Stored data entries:
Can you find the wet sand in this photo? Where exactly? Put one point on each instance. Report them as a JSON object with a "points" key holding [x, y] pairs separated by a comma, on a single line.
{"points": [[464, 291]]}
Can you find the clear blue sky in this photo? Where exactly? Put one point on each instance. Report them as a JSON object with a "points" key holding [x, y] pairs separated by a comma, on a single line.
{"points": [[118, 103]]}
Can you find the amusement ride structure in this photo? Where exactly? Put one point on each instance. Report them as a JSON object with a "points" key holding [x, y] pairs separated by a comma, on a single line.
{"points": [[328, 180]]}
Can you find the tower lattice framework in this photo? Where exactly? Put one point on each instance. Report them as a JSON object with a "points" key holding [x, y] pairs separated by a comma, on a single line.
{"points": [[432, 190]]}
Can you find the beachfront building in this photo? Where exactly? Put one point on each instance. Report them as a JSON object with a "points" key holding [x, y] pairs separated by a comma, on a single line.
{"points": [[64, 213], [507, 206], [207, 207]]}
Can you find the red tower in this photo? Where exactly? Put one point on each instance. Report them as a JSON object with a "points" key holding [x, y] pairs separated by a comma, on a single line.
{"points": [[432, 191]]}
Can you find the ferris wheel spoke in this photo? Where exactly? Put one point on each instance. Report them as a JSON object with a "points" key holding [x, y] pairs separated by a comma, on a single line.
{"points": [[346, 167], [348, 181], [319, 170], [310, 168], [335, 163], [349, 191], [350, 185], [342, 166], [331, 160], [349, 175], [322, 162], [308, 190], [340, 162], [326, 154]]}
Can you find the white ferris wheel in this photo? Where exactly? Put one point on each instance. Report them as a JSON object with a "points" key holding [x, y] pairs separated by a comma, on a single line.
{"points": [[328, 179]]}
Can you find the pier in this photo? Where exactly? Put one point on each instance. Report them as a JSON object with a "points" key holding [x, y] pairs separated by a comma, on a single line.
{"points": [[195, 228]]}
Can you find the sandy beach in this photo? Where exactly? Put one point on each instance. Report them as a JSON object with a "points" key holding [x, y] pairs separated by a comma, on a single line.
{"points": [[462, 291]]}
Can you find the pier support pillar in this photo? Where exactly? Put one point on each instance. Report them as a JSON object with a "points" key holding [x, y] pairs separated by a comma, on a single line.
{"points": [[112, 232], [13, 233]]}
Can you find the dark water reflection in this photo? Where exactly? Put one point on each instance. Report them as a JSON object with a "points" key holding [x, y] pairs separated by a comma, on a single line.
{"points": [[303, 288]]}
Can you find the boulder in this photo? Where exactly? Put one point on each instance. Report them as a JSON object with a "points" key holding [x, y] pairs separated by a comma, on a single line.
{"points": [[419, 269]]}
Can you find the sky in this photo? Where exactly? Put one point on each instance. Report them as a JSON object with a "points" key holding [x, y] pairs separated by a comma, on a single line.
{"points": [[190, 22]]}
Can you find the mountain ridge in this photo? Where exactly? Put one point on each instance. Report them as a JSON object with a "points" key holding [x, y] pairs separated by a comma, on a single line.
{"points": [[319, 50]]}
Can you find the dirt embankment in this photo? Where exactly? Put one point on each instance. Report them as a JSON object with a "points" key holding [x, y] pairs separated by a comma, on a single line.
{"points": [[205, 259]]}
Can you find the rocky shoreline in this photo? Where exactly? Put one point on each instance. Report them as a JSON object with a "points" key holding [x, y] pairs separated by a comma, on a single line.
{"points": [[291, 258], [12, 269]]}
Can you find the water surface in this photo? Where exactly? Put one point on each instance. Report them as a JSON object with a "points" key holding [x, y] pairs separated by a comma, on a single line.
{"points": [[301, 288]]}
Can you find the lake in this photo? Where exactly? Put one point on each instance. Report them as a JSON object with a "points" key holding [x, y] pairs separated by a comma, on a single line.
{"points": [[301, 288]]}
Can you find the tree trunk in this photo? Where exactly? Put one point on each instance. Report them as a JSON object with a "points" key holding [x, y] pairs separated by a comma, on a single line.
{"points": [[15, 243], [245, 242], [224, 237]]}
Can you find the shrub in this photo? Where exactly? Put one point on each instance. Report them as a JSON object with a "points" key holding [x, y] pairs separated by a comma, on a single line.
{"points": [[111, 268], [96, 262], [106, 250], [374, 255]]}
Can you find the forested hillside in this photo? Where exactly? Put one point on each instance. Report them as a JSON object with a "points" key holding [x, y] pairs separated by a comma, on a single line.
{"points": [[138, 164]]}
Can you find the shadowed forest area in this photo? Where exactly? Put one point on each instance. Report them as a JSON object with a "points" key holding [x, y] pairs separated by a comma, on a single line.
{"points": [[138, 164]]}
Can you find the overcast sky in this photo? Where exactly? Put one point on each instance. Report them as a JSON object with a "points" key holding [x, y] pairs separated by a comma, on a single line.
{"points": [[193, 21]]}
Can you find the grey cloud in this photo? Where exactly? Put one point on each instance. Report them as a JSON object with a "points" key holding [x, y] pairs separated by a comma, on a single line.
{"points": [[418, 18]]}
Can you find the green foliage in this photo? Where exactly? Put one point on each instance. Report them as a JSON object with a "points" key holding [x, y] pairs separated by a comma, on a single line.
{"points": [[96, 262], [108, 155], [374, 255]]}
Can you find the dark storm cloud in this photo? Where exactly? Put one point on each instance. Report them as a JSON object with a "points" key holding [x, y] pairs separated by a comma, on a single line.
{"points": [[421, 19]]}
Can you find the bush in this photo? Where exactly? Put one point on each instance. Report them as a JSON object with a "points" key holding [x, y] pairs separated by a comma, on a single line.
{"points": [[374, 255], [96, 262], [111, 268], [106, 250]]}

§ Work task:
Please reproduce the records above in their entirety, exactly as given.

§ Final answer:
Can you find the wet sand in this photo? Where exactly? Put one point on each instance. Report them as a JSON object with a "points" key holding [x, y] pairs separated by a comma, on a single line.
{"points": [[464, 291]]}
Can you find the clear blue sky in this photo? Where exactly? Put one point on each instance. Report them as a JSON object with a "points" key holding [x, y] pairs separated by a comma, on a single line.
{"points": [[118, 103]]}
Can you find the amusement ride structure in this photo? Where exactly? Put one point on each instance. Report them as a JSON object with a "points" key holding [x, y] pairs separated by a comma, on a single line.
{"points": [[328, 180]]}
Can you find the tower lattice framework in this photo? Where exactly? Put one point on each instance. Report them as a JSON object with a "points" key holding [x, y] pairs separated by a comma, on a single line.
{"points": [[432, 190]]}
Can you find the beachfront building in this photo? Where exactly? Put one point on each instance. Report them as a JSON object with a "points" key holding [x, y] pairs separated by a comma, on a single line.
{"points": [[64, 213], [507, 206], [207, 207]]}
Can you find the red tower in this photo? Where exactly? Put one point on each instance. Report them as a JSON object with a "points" key holding [x, y] pairs separated by a comma, on a single line.
{"points": [[432, 191]]}
Can you find the ferris wheel spoke in this photo? Where exactly? Put one point on each instance. Report them as a JSON object with a "points" key holding [x, y] pairs separated by a comma, on a single line.
{"points": [[346, 167], [348, 181], [319, 170], [310, 168], [335, 163], [349, 191], [350, 185], [342, 166], [331, 160], [349, 175], [322, 162], [308, 190], [340, 162], [326, 154]]}
Can you find the white ferris wheel in this photo? Where exactly? Put one point on each instance. Report them as a JSON object with a "points" key holding [x, y] pairs separated by a comma, on a single line.
{"points": [[328, 179]]}
Can you find the pier in this photo? Where exactly? Put one point on each instance. Report them as a JSON object with a "points" key holding [x, y] pairs separated by a comma, on a single line.
{"points": [[195, 228]]}
Can you find the sandy beach in this photo? Where exactly? Put one point on each instance. Report them as a JSON object with a "points" key holding [x, y] pairs separated by a comma, on a single line.
{"points": [[462, 291]]}
Can you find the pier support pillar in this photo? Where exactly? Put one point on each instance. Report them as a JSON object with a "points" key holding [x, y] pairs separated by a comma, on a single line.
{"points": [[112, 232], [13, 233]]}
Can you find the dark water reflection in this photo? Where exactly? Put one point on each instance. Report them as a JSON object with a "points" key holding [x, y] pairs separated by a comma, on a single line.
{"points": [[303, 288]]}
Can you find the boulder in this photo? Where exactly? Put one point on each instance. Report them as a JSON object with a "points" key holding [x, y] pairs separated by a comma, on a single line.
{"points": [[419, 269]]}
Can you find the sky in this photo? Where exactly? Put one point on each instance. Report them as a JSON object with a "points" key holding [x, y] pairs separated by a comma, on a single line.
{"points": [[190, 22]]}
Can you find the mountain ridge in this photo? Where exactly? Put one point on each instance. Report them as a JSON object with a "points" key holding [x, y] pairs separated by a comma, on a single line.
{"points": [[319, 50]]}
Can you find the dirt embankment in this photo? Where exactly? Put one point on each instance. Report them as a JSON object with a "points" key holding [x, y] pairs separated by a comma, on a single line.
{"points": [[205, 259]]}
Can you find the rocky shoreline in this photo? Where exactly? Put one point on each instance. Report them as a JSON object with a "points" key holding [x, y] pairs separated by a comma, on a single line.
{"points": [[291, 258], [12, 269]]}
Can you find the water surface in this photo? Where exactly? Put one point on each instance. Report them as a JSON object with a "points" key holding [x, y] pairs separated by a comma, on a single line.
{"points": [[301, 288]]}
Can you find the lake in this photo? Where exactly? Put one point on each instance. Report them as a JSON object with a "points" key holding [x, y] pairs separated by a comma, on a single line.
{"points": [[301, 288]]}
Can you find the tree trunk in this photo? Where exactly? Put one point on each instance. Report them as a JSON object with a "points" key holding [x, y] pairs separated by a comma, on a single line.
{"points": [[15, 243], [245, 242], [224, 237]]}
Can you find the shrub in this photo? Where exactly? Put one point on each instance. Report them as a JSON object with a "points" key holding [x, y] pairs separated by a comma, on a single line.
{"points": [[111, 268], [96, 262], [106, 250], [374, 255]]}
Can you find the forested hillside in this photo? Where exactly? Put one point on each instance. Report them as a JSON object with a "points" key holding [x, y] pairs separated by a comma, on a single line.
{"points": [[138, 164]]}
Can you find the shadowed forest area in this photo? Where exactly? Put one point on each instance. Report them as a JSON object with a "points" key holding [x, y] pairs separated by a comma, on a single line.
{"points": [[138, 164]]}
Can you find the overcast sky in this photo? Where exactly? Put one point on each instance. Report them as a JSON object with a "points" key holding [x, y] pairs separated by a comma, on a single line.
{"points": [[193, 21]]}
Can you find the grey cloud in this photo? Where exactly? Put one point on each instance. Report them as a JSON object with a "points" key holding [x, y] pairs separated by a comma, on a single line.
{"points": [[418, 18]]}
Can you find the green foliage in this photo? Where exactly? Put one point on each instance. Report them as a JSON object with a "points" key holding [x, y] pairs separated by a comma, on a single line.
{"points": [[96, 262], [108, 155], [374, 255]]}
Can you find the dark storm cloud in this photo? Where exactly? Put one point on each instance. Report them as a JSON object with a "points" key holding [x, y] pairs separated by a comma, on a single line.
{"points": [[421, 19]]}
Can you find the bush in this photo? Where exactly? Put one point on each instance. Report them as a JSON object with a "points" key holding [x, y] pairs separated by a comma, on a single line.
{"points": [[374, 255], [96, 262], [111, 268], [106, 250]]}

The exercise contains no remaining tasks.